* _TEXTO_

La admirable escritora, defensora de los derechos de la mujer y los trabajadores, Flora Tristán, nació en París en 1803, hija de madre francesa y de padre peruano. Este último, Mariano Tristán Moscoso, perteneció a una de las más linajudas familias arequipeñas. Tras la muerte de su padre, Flora visitó el Perú dispuesta a reclamar sus derechos como heredera. Estuvo en tierra peruana entre setiembre de 1833 y julio de 1834, sin lograr su propósito. Sin embrago, sus impresiones de viaje dieron lugar a un importante libro sobre la vida peruana de entonces: Peregrinación de una paria (París, 1838). De él extraemos su interesante descripción del convento de Santa Catalina:

 

“La distribución interior del convento es muy extraña. Se compone de dos cuerpos de construcción, uno de los cuales se llama el antiguo convento y el otro el nuevo. Este último comprende tres claustros pequeños muy elegantemente construidos, las celdas son pequeñas, pero ventiladas y muy claras. En el centro del patio hay un círculo sembrado de flores y dos hermosas fuentes que alimentan la frescura y la limpieza.

* _DATOS REGISTRADOS_
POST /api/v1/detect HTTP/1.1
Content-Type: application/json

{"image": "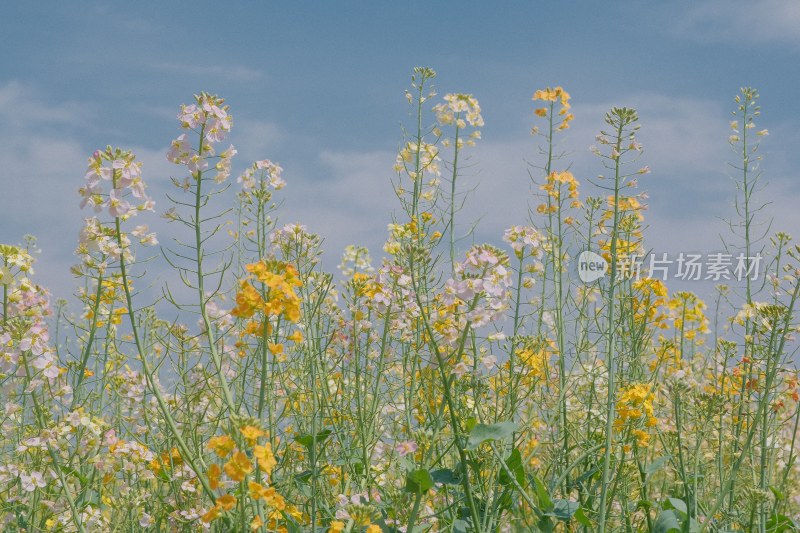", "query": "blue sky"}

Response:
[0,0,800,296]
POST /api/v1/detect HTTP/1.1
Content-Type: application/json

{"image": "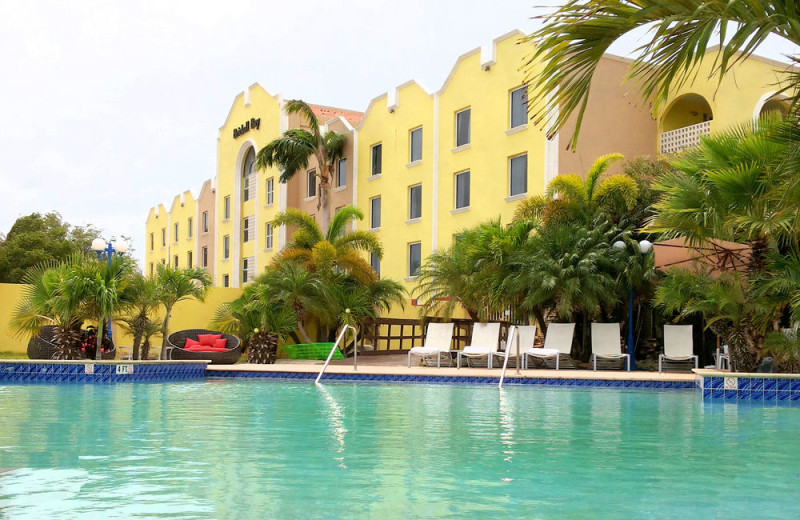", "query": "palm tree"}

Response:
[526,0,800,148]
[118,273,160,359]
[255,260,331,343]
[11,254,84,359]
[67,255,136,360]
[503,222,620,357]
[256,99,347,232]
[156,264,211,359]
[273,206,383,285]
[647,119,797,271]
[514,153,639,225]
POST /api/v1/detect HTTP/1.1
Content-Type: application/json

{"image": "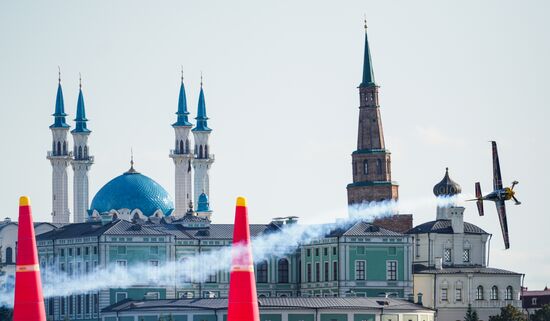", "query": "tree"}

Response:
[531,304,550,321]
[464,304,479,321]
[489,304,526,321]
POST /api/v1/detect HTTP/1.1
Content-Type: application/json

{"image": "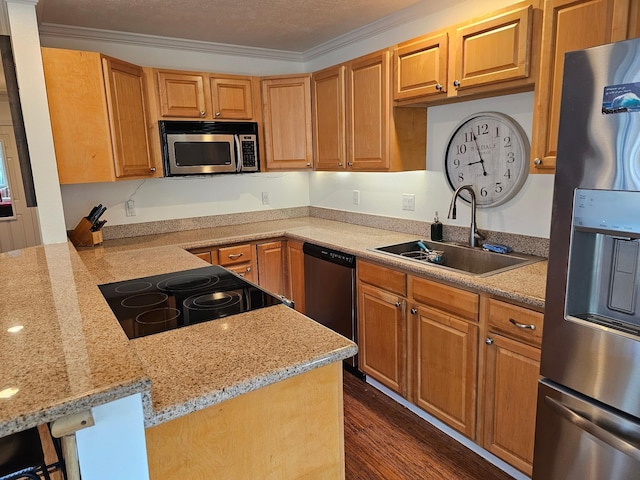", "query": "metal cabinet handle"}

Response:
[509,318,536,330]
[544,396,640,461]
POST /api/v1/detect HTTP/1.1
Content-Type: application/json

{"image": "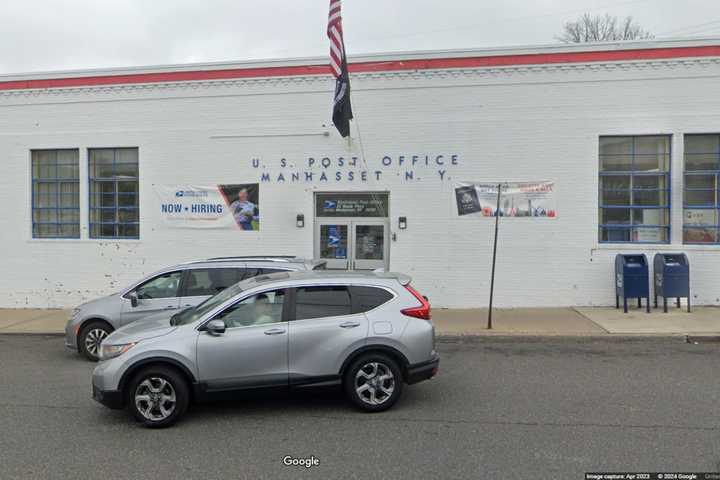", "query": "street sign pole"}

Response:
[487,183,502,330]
---
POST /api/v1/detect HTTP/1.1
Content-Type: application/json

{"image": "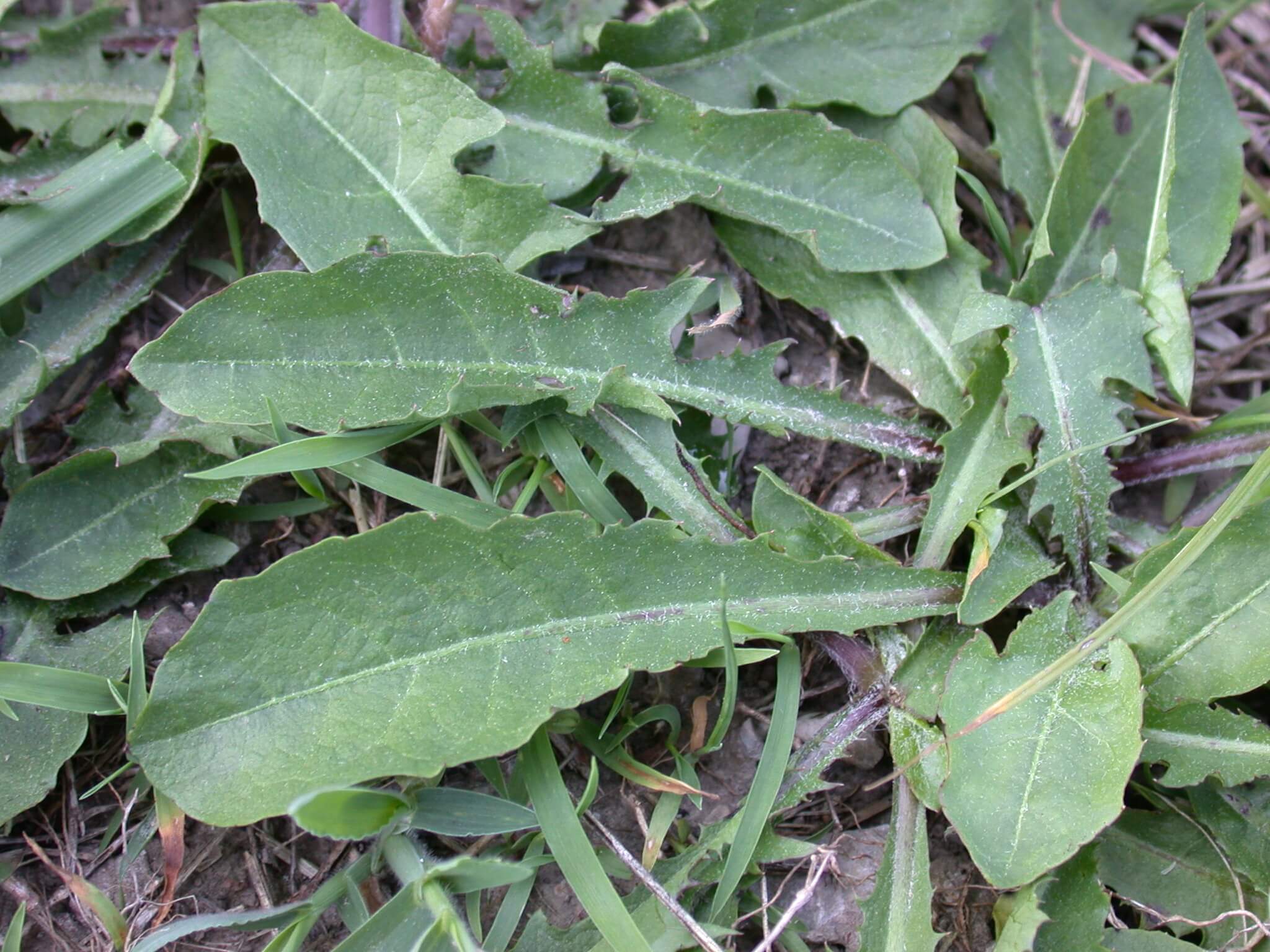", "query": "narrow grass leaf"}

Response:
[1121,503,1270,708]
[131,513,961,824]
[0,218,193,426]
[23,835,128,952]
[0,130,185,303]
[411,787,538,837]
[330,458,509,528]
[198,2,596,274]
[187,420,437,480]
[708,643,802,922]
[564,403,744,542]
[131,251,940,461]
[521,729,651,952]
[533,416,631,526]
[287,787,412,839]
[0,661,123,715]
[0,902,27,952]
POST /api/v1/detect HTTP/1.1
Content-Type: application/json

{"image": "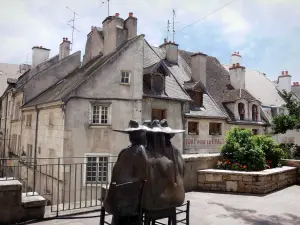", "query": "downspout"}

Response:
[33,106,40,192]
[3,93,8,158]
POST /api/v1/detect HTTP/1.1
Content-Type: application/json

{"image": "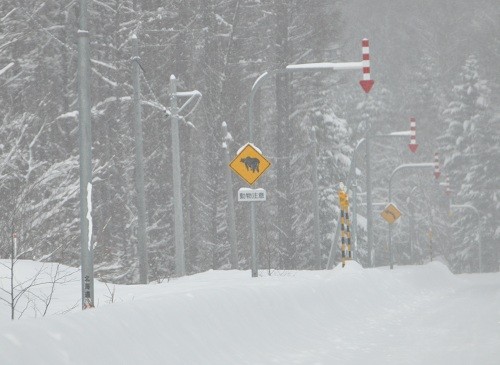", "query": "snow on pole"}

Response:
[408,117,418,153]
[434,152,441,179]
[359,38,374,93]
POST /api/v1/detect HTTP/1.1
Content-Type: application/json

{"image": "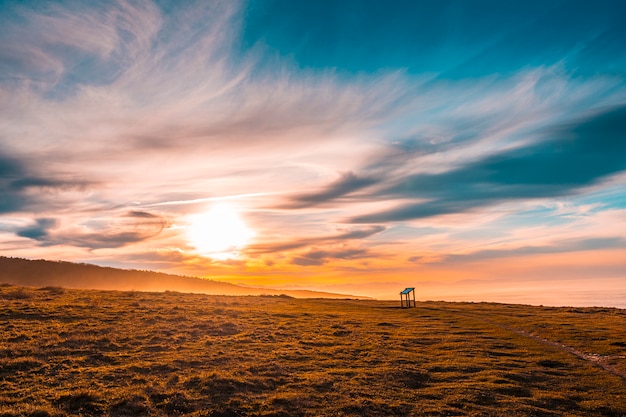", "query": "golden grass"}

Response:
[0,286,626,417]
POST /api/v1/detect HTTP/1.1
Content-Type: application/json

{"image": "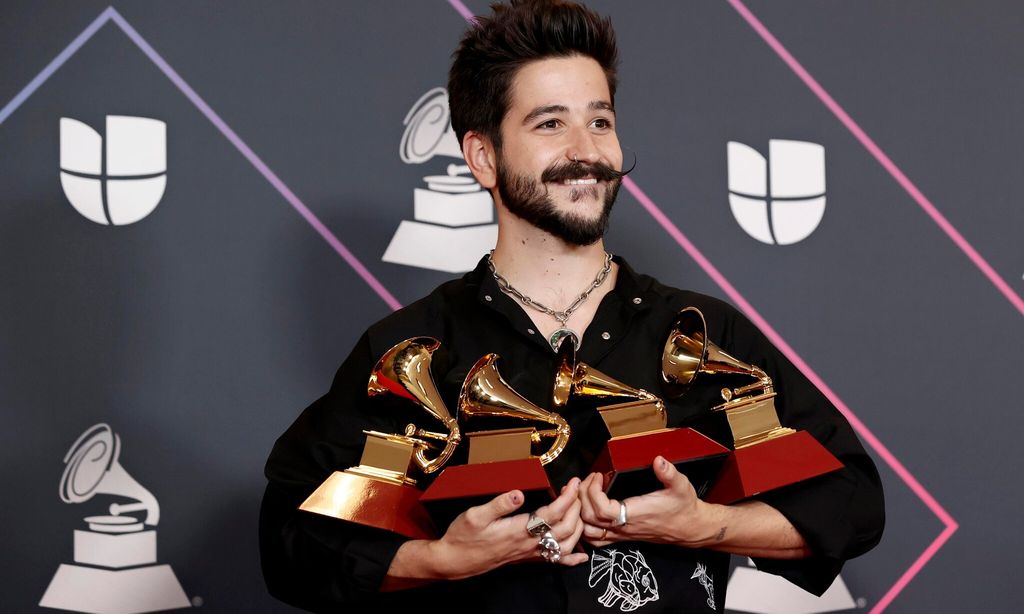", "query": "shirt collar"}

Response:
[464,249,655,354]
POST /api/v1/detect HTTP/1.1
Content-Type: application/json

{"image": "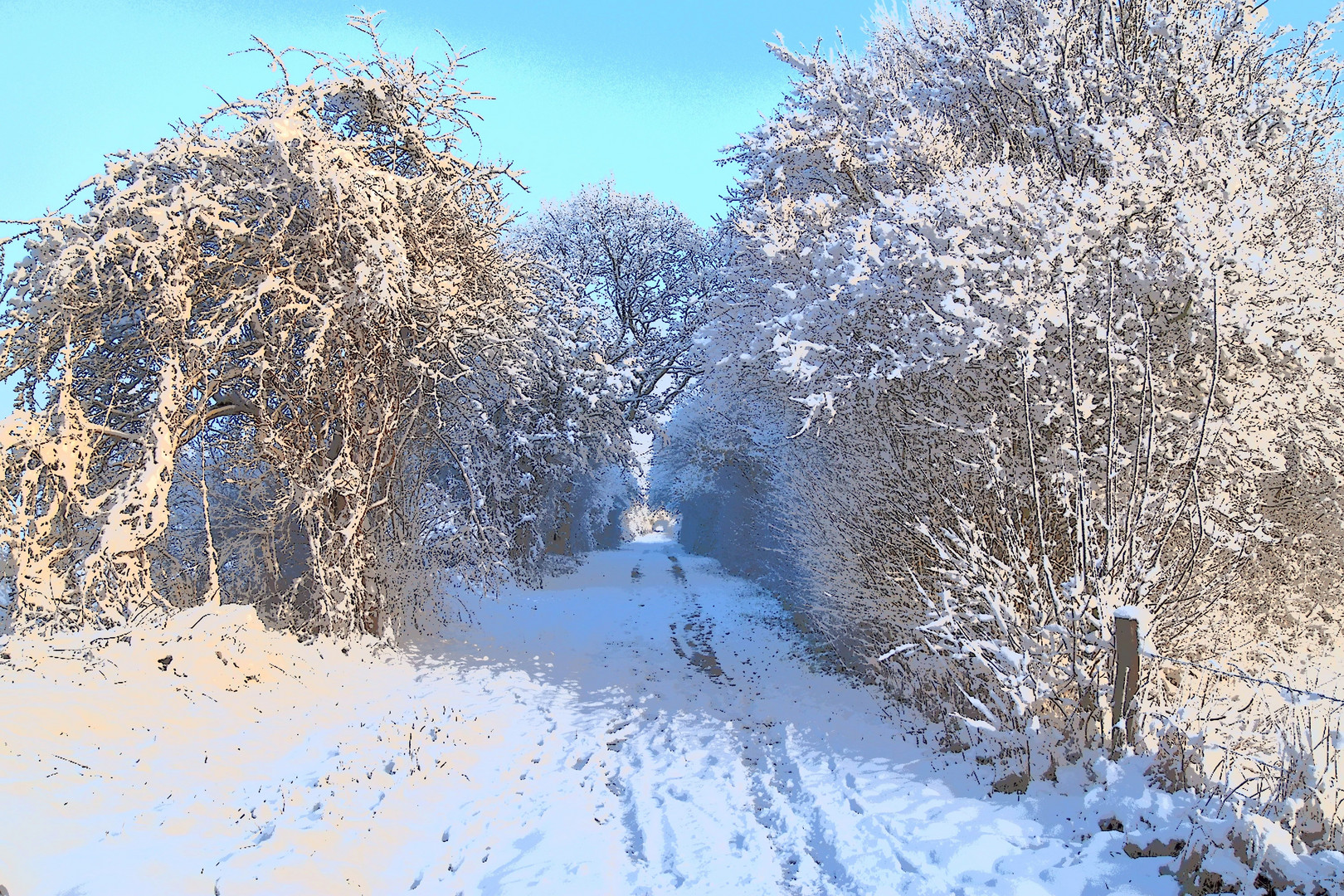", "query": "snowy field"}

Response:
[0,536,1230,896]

* _TAREA PROPUESTA 1_
Según el texto sobre Flora Tristán, ¿entre qué meses y años estuvo ella en tierra peruana?
* _TAREA PROPUESTA 2_
Prosigue el texto sobre Flora Tristán y el convento de Santa Catalina a partir de su última oración.
Los registros son un material aparte, sin relación con el texto.

* _RESPUESTA 1_
Entre setiembre de 1833 y julio de 1834.

* _RESPUESTA 2_
 

“El exterior de los claustros está tapizado con viñas. Se comunica con el antiguo convento por medio de una calle escarpada. Es éste un verdadero laberinto compuesto por una cantidad de calles y callejuelas en toda dirección y atravesando por una calle principal a la que se sube como por una escalera. Esas calles y callejuelas están cerradas por las celdas que son a su vez otros tantos cuerpos de una construcción original.

 

“Las religiosas que las habitan se hallan como en pequeñas casas de campo. He visto algunas de aquellas celdas que tienen un patio de entrada bastante espacioso como para criar aves y en donde se halla la cocina y el alojamiento de los esclavos. A continuación un segundo patio, en el que se han levantado dos o tres cuartos. En seguida un jardín y un pequeño retiro cuyo techo forma una terraza”.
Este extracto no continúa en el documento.